:: Material provided ::
╭──

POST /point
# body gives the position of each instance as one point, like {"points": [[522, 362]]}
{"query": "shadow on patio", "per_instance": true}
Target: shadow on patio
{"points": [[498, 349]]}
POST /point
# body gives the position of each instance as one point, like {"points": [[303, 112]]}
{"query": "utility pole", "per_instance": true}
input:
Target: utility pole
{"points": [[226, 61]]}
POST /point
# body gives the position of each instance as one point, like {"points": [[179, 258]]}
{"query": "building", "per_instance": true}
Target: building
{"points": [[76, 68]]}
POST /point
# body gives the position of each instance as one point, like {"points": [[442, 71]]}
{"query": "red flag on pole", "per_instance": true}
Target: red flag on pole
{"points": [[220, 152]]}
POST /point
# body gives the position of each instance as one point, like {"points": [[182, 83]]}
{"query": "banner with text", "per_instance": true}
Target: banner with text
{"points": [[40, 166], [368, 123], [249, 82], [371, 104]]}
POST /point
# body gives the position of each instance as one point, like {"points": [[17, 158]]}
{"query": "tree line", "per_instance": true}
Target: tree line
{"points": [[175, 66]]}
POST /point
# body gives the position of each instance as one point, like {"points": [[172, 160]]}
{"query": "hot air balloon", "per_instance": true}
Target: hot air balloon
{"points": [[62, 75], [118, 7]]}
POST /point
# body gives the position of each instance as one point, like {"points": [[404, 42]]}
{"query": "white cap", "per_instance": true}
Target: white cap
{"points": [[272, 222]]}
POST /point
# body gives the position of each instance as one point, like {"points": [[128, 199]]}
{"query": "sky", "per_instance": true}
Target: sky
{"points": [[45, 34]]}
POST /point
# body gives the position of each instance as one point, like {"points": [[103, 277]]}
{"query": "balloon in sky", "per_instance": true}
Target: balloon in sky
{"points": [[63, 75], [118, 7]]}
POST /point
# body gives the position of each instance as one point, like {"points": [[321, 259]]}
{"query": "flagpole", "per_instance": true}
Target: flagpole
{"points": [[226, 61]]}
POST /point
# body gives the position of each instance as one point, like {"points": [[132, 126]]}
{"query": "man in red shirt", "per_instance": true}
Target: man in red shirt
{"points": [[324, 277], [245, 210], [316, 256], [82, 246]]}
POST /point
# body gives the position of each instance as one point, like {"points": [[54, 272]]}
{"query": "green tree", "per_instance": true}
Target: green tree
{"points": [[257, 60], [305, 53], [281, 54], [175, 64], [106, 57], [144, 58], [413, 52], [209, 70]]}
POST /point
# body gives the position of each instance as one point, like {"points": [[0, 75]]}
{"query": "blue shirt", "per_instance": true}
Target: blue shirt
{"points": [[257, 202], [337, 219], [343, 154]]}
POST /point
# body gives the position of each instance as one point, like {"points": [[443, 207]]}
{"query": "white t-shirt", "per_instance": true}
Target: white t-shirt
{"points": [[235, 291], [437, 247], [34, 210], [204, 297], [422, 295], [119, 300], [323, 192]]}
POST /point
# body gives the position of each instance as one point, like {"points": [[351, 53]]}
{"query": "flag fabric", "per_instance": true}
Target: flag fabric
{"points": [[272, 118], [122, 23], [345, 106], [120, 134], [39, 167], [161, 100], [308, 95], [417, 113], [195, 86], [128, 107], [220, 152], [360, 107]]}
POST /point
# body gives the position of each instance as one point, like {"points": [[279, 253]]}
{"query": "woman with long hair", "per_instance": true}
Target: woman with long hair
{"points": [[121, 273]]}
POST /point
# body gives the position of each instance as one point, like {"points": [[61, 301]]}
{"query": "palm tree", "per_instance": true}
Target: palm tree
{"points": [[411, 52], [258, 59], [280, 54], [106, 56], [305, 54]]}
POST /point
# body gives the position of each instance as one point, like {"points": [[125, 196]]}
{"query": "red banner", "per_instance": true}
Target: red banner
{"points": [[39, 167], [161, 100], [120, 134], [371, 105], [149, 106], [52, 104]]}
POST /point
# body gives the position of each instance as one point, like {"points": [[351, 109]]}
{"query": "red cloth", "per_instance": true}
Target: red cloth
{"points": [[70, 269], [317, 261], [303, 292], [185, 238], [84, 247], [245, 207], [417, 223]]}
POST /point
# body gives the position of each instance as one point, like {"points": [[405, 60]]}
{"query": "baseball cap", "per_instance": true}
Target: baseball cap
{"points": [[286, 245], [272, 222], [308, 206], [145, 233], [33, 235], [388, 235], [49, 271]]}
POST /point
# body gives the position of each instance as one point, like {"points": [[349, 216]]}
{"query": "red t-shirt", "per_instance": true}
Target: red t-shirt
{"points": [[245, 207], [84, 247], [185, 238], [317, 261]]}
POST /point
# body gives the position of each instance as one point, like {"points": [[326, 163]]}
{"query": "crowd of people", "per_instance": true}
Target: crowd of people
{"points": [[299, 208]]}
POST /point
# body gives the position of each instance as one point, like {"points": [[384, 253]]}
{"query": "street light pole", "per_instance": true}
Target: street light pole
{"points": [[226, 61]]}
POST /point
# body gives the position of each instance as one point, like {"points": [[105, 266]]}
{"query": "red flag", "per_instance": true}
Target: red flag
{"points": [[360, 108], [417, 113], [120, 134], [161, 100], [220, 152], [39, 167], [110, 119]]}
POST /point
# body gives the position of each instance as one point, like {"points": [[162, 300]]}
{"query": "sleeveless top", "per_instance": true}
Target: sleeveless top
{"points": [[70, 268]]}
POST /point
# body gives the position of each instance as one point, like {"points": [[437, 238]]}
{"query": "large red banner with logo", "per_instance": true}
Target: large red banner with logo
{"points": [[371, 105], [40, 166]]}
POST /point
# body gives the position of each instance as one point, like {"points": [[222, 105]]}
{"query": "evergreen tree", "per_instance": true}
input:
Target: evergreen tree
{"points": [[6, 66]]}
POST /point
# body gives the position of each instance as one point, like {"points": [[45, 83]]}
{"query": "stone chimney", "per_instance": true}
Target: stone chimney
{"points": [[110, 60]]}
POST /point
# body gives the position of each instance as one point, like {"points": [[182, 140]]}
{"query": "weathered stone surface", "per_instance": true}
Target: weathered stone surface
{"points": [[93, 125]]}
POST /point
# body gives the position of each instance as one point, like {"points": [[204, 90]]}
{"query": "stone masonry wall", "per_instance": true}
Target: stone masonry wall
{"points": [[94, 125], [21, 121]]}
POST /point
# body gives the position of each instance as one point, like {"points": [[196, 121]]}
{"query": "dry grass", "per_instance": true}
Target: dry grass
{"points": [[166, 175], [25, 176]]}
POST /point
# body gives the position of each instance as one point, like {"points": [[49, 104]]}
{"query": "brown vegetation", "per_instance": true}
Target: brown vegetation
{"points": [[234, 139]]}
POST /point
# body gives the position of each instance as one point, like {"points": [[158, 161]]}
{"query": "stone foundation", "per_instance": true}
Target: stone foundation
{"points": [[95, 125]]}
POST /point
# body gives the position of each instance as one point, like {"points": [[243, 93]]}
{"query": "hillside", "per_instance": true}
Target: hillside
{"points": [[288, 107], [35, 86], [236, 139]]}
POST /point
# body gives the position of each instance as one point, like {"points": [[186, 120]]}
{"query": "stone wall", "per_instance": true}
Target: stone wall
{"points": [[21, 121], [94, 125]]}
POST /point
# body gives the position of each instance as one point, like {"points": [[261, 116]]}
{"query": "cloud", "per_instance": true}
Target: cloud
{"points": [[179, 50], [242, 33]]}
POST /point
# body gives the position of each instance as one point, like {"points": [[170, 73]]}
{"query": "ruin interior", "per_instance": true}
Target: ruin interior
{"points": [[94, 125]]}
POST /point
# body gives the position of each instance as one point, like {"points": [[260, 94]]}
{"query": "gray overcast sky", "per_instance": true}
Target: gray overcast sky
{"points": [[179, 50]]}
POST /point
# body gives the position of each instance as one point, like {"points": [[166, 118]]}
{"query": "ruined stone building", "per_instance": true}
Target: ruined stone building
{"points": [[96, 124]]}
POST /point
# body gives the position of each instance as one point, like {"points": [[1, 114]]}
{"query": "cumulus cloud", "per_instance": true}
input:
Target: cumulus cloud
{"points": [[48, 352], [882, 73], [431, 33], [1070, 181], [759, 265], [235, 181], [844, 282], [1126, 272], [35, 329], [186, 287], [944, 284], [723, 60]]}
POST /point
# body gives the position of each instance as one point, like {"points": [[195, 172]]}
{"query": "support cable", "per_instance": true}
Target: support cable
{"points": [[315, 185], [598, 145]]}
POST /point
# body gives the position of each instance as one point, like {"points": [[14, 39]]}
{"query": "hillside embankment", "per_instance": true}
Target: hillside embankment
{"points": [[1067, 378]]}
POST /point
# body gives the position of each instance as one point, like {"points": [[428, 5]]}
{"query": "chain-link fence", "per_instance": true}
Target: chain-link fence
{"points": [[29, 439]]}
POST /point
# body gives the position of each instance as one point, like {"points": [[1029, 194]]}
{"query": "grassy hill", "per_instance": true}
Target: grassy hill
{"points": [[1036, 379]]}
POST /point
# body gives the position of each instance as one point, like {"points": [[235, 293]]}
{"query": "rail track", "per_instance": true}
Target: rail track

╰──

:: About this task ::
When a line of the data holds the string "rail", pick it out and copy it.

:: Finished task ::
{"query": "rail track", "per_instance": true}
Target: rail track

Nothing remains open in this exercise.